# What needs to be done
Your output is the line containing "Where can you see the white keyboard" plus all lines after it to the end of the records, reproduced exactly, with nothing else.

..............................

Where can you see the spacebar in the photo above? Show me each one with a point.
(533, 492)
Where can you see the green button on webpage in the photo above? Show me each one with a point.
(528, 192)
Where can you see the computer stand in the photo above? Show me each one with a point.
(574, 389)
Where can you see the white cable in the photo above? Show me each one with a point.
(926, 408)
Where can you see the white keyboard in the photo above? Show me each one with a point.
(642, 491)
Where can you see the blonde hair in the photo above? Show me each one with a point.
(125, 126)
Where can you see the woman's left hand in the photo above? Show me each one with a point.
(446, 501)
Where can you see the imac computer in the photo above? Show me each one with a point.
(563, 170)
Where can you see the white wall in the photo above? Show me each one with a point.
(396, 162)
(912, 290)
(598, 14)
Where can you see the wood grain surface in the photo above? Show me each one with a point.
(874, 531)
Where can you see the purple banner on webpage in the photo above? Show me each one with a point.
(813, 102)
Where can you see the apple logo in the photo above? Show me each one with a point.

..............................

# Task output
Where can you see the white keyboard in the photo above? Show me each one with a point.
(642, 491)
Where can you see the blonde hair in the photo above? Show me each one with a point.
(125, 126)
Where can you see the woman's left hand in the photo above? Show me each one with a point.
(446, 501)
Where can you see the imac computer in the photo above? Show me each one with a point.
(563, 170)
Where can you see the white wall in the photo above? Show me each one with a point.
(396, 162)
(912, 290)
(598, 14)
Where can you see the wood grain surface in the photo above? Show me each one with a point.
(874, 531)
Where can you see the purple banner on webpage in the photo above? Show me each one with a point.
(813, 102)
Where can you see the apple logo in the photo above? Show me each one with a point.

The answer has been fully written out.